Text passage:

Running a Kickstarter proved to be no walk in the park. How does one pull it off so successfully? “We really tried to be very personal with people. They showed us trust by investing in it, both with their time and money, so I was keen on being direct and staying honest throughout the process.” It’s evident that the heavy lifting involved in running a thriving campaign may not have been possible if not for the design and marketing savviness behind it. By the time the Kickstarter launched, PTM had an existing Facebook presence and a lengthy mailing list, which allowed the funding campaign to kick off with a built-in audience. The venture was at full-speed ahead, with half the book already designed.
The Kickstarter tale is one of a happy ending. Due to a phenomenal response from the online music-making community, the project reached its funding goal immediately, and surpassed Kim’s expectations. The additional capital injection allowed for an upgrade to the print quality and an extra 50 pages, to expand the already impressive content.
The book itself feels super expansive and begs to be devoured. It features a plethora of gear alongside interviews with producers, engineers, and designers. A proper introduction explains how a designer from Copenhagen running a Kickstarter campaign got to chat shop with his idols and create a visual guideline of electronic music’s most utilized tools. He looks back fondly at crashing SuperBooth and discovering that he had the support of the makers themselves, which added fuel to the fire and proved that the project broke ground in previously uncharted territory. Being on the ground allowed him to connect with the pioneers he admired and to reach out to them in hopes of picking their brain.
“Today we use can use an iPad app with a vintage synthesizer side by side, which is really interesting because the interfaces are so different.” — Kim Bjørn
In terms of a narrative, PTM doesn’t offer the typical arduous, overly technical read, or a lengthy list of virtually inaccessible gear. Instead, Kim came to find his own unique framework: User, Sound, Control, Layout, Concept, and Time. This allowed more free cataloguing of his favorite toys as they made sense through his lens of ergonomics and usability. While chatting with Kim, it became clear that this wasn’t just about the instruments themselves but a study of how we interact with them — interfaces, keys, pads, and even screens. Ultimately, it’s nice to admire our tools, but they are there to be put to use.
The framework is effective to navigate for both beginners and experts alike, partly explaining why the ideal reader changed as the book came together. While at first Kim had his eye on musicians and designers as the ideal customer, it turned out a lot of the Makers wanted to peruse through the pages as well. Coming full circle, the readership range transcended both clusters and finally included the generally intrigued folk who want to simply learn why a tool feels and looks a certain way.
Just as it seems that the book is inclusive in terms of an audience, it doesn’t discriminate when it comes to the content. While today we see hyper-inflated prices for sought-after synths, Kim is equally fascinated by all sorts of instruments: from touchscreen apps to modular units or, as he put it “it’s not either or, but it’s both/and”. The idea is to not pin analog versus digital or software versus hardware. “Today we use can use an iPad app with a vintage synthesizer side by side, which is really interesting because the interfaces are so different yet some of the new apps use interfaces inspired by older products, such as the MPC, for example.” The power of innovation has allowed us to explore a mix of both and it’s his intention to promote an idea of diversity.

Required work:
A) According to the passage on the PTM book, what did the extra funding from the Kickstarter campaign make possible?
B) Transcribe the passage on the PTM book word for word, from "The book itself" to "picking their brain.".

Provided material:

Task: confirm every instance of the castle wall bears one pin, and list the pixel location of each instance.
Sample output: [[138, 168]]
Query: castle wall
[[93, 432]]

Results of the tasks:
A) An upgrade to the print quality and an extra 50 pages of content.

B)
The book itself feels super expansive and begs to be devoured. It features a plethora of gear alongside interviews with producers, engineers, and designers. A proper introduction explains how a designer from Copenhagen running a Kickstarter campaign got to chat shop with his idols and create a visual guideline of electronic music’s most utilized tools. He looks back fondly at crashing SuperBooth and discovering that he had the support of the makers themselves, which added fuel to the fire and proved that the project broke ground in previously uncharted territory. Being on the ground allowed him to connect with the pioneers he admired and to reach out to them in hopes of picking their brain.